Please return all of the lines below, unchanged.
──────── RECORDS PROVIDED
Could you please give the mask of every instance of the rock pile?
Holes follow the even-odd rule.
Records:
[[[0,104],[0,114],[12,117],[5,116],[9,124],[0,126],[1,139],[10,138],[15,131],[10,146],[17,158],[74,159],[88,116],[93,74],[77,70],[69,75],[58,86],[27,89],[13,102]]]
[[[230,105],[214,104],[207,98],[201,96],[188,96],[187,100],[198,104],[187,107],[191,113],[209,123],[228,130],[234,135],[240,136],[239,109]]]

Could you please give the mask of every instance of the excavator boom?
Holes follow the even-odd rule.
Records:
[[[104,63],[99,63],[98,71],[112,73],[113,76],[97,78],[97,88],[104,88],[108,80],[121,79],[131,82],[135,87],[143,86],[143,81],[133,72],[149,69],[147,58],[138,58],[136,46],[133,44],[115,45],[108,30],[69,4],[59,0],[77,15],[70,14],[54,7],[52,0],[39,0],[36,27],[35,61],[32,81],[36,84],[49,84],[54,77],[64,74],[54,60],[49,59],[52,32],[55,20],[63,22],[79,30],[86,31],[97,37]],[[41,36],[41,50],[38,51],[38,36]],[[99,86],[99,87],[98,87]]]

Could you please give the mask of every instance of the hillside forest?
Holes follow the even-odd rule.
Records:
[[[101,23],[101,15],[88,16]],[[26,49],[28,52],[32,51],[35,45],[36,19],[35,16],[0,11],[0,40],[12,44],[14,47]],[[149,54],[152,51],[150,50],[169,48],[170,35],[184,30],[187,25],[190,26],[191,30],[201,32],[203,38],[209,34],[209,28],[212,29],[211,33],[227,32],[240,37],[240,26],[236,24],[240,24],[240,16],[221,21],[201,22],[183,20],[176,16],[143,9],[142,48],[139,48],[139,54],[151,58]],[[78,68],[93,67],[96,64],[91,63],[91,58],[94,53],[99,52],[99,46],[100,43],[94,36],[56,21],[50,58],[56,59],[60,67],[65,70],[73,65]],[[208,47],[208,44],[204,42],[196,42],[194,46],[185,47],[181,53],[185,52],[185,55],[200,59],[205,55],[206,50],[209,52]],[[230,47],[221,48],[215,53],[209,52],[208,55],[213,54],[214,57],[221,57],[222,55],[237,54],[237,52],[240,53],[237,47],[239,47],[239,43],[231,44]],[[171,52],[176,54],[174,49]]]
────────────────
- _EXERCISE OUTPUT_:
Could you please give the mask of every instance of the rock pile?
Holes follow the even-odd rule.
Records:
[[[0,104],[0,114],[12,117],[5,116],[9,124],[0,126],[1,139],[10,138],[15,131],[10,146],[17,158],[74,159],[88,116],[93,74],[77,70],[69,75],[58,86],[27,89],[13,102]]]
[[[230,105],[214,104],[207,98],[201,96],[188,96],[187,100],[198,104],[187,107],[191,113],[209,123],[228,130],[234,135],[240,136],[239,109]]]

Could you please give the mask of every instance of the excavator boom?
Holes follow the even-odd rule.
Records:
[[[104,63],[99,63],[98,71],[112,73],[113,76],[97,78],[97,88],[104,88],[108,80],[121,79],[131,82],[135,87],[143,86],[143,81],[133,72],[149,69],[147,58],[138,58],[136,46],[133,44],[115,45],[108,30],[69,4],[59,0],[77,15],[70,14],[54,7],[52,0],[39,0],[36,27],[35,61],[32,81],[36,84],[49,84],[54,77],[64,74],[54,60],[49,59],[52,32],[55,20],[63,22],[79,30],[86,31],[97,37]],[[41,36],[41,50],[38,51],[38,36]],[[99,86],[99,87],[98,87]]]

Could you please give the mask of every instance of the hillside forest?
Holes follow the even-odd rule.
Records:
[[[101,23],[101,15],[88,16]],[[26,49],[28,52],[32,51],[35,45],[36,19],[35,16],[0,11],[0,40],[12,44],[14,47]],[[149,54],[152,51],[150,50],[169,48],[170,35],[184,30],[187,25],[190,26],[191,30],[201,32],[203,38],[209,34],[209,28],[212,29],[211,33],[227,32],[240,37],[240,26],[236,24],[240,24],[240,16],[221,21],[201,22],[183,20],[176,16],[143,9],[142,48],[139,48],[139,54],[151,58]],[[78,68],[93,67],[96,64],[91,63],[91,58],[94,53],[99,52],[99,46],[100,43],[94,36],[56,21],[50,58],[56,59],[60,67],[65,70],[73,65]],[[208,47],[208,44],[204,42],[196,42],[194,46],[185,47],[181,53],[185,52],[185,55],[200,59],[205,55],[206,50],[209,52]],[[230,47],[221,48],[215,53],[209,52],[208,55],[213,54],[214,57],[221,57],[222,55],[237,54],[237,52],[240,53],[237,47],[239,47],[239,43],[231,44]],[[171,52],[176,54],[174,49]]]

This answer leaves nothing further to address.